> **Given instruction**: Begin at the line that contains "pleated skirt**, that would be most appreciated." and copy every line from there through the end of the entries, request included. In the answers, multiply each coordinate by 0.5 and round it to a whole number, rounding halves up.

(Stored items from a collection)
"""

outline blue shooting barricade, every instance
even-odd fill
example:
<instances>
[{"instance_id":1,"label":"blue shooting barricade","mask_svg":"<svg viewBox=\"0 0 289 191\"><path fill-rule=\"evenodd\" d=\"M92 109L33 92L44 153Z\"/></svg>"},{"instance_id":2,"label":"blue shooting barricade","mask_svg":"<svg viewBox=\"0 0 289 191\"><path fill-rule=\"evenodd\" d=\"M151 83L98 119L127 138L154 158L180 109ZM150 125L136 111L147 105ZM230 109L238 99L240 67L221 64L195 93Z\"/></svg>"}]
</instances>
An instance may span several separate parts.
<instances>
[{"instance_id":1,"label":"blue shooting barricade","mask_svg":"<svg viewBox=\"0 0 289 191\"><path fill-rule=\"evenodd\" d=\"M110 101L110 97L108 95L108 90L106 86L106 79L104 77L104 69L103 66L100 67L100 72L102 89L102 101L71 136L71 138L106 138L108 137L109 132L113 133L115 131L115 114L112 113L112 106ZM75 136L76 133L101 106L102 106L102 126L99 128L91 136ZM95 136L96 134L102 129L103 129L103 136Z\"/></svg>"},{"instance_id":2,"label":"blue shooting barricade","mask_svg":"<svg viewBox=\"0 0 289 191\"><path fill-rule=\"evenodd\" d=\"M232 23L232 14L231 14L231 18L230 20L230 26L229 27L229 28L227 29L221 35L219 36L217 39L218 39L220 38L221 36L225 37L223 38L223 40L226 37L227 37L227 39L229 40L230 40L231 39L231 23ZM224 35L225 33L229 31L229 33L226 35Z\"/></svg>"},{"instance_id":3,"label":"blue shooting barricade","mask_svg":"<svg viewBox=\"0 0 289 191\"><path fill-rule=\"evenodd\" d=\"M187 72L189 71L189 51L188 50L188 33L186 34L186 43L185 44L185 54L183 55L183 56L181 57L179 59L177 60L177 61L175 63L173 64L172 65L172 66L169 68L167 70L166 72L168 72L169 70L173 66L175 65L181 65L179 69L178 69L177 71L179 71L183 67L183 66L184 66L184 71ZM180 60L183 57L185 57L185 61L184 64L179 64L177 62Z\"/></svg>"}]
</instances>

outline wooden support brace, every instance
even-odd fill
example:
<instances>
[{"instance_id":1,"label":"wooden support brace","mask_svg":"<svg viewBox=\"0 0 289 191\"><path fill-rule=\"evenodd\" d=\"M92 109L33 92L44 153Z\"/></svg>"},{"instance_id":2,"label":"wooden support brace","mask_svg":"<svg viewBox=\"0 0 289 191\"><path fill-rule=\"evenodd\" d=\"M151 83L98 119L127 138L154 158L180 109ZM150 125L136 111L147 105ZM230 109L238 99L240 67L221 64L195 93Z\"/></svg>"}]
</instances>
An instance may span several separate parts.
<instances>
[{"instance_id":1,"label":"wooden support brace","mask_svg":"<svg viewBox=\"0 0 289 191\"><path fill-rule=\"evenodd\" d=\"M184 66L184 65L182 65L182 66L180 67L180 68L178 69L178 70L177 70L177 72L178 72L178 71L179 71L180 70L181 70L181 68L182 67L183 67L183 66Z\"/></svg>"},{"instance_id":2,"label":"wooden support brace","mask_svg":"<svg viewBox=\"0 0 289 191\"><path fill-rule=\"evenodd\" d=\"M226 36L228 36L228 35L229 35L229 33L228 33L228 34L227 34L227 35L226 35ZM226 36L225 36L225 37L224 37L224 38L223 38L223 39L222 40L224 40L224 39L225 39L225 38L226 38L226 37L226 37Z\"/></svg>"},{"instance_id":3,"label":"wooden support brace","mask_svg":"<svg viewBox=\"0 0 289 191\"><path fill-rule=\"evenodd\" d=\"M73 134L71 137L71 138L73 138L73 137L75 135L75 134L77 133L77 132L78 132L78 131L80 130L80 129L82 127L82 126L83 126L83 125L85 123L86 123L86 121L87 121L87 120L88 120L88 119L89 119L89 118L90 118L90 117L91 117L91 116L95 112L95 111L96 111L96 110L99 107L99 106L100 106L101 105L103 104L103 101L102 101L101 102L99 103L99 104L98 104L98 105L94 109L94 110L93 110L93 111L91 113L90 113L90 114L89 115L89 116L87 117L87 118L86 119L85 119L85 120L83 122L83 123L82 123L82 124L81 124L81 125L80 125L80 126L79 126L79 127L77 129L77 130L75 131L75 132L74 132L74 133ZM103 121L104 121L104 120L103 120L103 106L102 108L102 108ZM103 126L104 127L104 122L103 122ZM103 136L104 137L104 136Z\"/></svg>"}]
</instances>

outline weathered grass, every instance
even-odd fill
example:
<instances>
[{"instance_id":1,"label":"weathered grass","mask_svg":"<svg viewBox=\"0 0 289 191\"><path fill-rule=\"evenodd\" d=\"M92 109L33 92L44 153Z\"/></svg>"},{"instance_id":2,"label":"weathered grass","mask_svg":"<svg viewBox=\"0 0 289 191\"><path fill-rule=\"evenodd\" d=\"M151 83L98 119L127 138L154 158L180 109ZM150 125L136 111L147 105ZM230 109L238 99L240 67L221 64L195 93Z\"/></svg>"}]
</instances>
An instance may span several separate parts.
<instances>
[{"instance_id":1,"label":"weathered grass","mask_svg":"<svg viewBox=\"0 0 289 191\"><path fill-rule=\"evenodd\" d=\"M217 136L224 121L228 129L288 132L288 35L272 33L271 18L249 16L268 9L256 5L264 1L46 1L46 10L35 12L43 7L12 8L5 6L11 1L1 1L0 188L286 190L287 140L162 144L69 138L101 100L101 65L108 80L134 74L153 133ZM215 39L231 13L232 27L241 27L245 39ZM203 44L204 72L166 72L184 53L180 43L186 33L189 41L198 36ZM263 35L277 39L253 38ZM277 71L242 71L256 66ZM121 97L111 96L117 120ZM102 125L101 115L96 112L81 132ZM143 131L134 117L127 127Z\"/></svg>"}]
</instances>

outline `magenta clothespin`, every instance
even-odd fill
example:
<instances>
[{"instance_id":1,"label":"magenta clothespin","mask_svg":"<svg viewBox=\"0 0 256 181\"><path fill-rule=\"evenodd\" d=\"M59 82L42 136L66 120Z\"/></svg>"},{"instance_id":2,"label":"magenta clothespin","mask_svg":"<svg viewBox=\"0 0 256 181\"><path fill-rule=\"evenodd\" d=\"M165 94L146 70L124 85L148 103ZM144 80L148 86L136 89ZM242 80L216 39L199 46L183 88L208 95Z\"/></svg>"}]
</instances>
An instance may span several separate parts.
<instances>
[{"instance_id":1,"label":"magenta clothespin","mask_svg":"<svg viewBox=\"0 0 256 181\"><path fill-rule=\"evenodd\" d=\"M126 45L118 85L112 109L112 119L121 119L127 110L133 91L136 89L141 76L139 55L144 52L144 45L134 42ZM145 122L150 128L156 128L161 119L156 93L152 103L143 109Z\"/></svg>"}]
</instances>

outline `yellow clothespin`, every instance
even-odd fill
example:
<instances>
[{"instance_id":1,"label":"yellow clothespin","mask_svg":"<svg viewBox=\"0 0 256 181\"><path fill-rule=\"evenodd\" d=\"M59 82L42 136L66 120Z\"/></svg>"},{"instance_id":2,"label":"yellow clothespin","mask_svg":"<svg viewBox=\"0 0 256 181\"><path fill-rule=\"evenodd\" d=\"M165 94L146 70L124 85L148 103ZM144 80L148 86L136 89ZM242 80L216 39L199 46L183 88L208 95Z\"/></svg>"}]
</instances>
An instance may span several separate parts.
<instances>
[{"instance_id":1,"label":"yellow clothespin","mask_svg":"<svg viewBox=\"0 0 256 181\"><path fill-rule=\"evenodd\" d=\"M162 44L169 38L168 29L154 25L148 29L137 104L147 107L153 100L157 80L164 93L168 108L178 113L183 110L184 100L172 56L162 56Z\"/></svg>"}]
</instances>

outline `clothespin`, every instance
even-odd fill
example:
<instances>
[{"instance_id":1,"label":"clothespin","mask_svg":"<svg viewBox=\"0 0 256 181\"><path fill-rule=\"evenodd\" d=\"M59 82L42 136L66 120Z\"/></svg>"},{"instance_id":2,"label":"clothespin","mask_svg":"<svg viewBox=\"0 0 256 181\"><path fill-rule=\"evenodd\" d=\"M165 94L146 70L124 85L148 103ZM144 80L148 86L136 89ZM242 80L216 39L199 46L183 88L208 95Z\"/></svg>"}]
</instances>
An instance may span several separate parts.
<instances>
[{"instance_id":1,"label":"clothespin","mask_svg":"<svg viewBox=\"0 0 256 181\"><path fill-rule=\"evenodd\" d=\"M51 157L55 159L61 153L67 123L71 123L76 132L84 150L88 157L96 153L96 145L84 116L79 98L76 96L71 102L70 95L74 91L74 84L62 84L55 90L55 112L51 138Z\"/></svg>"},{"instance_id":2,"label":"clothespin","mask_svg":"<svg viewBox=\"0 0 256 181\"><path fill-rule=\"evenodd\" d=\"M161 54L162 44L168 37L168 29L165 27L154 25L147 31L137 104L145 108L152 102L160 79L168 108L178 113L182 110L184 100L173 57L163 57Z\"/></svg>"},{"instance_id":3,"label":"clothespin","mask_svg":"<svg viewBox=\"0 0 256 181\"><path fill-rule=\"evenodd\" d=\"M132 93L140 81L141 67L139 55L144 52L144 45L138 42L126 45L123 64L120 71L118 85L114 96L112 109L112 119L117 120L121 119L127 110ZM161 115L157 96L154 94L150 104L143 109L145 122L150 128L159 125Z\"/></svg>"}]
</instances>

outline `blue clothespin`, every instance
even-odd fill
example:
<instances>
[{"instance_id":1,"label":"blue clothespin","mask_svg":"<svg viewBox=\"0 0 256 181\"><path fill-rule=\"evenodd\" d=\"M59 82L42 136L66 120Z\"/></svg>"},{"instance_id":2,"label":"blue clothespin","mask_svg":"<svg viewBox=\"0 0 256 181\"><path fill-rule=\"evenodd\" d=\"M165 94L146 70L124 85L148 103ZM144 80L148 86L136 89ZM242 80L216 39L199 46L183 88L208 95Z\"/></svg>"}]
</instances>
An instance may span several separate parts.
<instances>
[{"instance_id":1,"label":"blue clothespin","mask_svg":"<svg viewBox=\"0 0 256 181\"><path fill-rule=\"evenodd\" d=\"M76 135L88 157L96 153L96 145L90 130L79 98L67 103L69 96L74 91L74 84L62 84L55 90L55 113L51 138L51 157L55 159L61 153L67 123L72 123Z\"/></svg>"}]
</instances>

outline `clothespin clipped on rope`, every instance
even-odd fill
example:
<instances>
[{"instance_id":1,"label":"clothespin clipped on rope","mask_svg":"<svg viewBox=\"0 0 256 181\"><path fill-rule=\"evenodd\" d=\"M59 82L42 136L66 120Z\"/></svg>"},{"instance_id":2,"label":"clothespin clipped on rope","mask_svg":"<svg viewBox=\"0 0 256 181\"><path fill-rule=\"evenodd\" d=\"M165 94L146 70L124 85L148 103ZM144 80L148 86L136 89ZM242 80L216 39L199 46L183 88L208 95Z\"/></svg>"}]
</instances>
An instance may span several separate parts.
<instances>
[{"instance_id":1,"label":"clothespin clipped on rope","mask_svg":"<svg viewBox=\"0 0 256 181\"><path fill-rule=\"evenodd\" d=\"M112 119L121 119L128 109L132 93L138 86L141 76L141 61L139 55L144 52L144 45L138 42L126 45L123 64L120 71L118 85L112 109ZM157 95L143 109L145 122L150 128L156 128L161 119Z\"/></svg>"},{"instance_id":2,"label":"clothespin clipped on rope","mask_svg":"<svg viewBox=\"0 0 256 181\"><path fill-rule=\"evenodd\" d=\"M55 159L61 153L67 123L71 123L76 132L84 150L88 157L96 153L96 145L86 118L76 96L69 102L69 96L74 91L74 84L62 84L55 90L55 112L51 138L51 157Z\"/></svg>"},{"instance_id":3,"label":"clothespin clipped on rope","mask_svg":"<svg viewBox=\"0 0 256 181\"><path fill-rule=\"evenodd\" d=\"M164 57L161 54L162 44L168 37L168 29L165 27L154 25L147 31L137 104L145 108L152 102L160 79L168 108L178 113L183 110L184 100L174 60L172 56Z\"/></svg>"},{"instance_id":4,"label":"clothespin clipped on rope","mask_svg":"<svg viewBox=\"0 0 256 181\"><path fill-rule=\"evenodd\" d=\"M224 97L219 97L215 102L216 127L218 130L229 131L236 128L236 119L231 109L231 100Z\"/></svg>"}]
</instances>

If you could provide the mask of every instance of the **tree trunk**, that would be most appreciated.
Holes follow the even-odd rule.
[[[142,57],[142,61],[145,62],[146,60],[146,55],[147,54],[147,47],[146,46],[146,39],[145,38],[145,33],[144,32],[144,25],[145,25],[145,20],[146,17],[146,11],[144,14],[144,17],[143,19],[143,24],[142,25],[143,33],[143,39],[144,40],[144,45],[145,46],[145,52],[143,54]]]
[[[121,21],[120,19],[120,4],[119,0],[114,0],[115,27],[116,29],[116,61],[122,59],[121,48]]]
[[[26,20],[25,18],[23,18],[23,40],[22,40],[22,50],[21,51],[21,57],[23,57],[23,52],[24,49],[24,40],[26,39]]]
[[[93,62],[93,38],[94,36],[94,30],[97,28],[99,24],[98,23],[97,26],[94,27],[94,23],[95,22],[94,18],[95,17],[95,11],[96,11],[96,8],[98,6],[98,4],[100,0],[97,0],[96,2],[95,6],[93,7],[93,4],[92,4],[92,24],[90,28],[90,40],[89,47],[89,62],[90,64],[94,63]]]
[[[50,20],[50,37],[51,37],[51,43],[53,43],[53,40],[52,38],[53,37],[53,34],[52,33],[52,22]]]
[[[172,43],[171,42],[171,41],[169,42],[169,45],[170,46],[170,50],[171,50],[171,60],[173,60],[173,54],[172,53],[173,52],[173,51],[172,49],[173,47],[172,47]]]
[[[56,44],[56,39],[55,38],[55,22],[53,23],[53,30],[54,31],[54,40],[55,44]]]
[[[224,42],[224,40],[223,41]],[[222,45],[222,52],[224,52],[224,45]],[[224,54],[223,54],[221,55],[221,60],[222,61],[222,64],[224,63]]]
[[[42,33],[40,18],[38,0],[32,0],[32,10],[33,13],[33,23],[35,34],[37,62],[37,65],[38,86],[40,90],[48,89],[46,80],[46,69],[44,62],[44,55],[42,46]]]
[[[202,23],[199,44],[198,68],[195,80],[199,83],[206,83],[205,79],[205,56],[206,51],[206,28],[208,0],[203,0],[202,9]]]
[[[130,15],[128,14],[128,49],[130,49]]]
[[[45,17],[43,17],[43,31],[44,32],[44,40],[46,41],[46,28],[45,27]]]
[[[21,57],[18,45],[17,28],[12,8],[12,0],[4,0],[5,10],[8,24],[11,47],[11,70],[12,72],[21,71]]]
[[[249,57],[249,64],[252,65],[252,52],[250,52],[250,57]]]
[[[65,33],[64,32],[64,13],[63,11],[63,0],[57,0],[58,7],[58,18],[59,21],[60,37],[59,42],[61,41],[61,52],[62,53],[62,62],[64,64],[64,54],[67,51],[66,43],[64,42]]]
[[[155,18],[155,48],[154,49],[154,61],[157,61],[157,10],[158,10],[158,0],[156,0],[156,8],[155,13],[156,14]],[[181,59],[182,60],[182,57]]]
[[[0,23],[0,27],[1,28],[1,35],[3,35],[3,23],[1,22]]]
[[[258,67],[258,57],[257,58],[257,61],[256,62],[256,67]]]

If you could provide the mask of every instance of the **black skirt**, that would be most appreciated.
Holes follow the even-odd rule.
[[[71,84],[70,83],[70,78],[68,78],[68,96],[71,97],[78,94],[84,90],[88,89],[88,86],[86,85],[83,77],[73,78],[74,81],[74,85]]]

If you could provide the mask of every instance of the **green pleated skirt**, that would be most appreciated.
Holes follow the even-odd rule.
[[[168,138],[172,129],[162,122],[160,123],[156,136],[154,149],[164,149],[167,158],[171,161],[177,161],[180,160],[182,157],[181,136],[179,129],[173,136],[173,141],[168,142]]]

"""

> **Result of the exercise**:
If you could provide the mask of every instance of the **green pleated skirt**, that would be most appreciated.
Holes follow the even-odd rule.
[[[84,69],[86,65],[81,61],[80,62],[78,68],[77,75],[82,75],[84,79],[86,81],[89,81],[90,80],[91,79],[91,68],[90,65],[87,68],[87,71],[84,71]]]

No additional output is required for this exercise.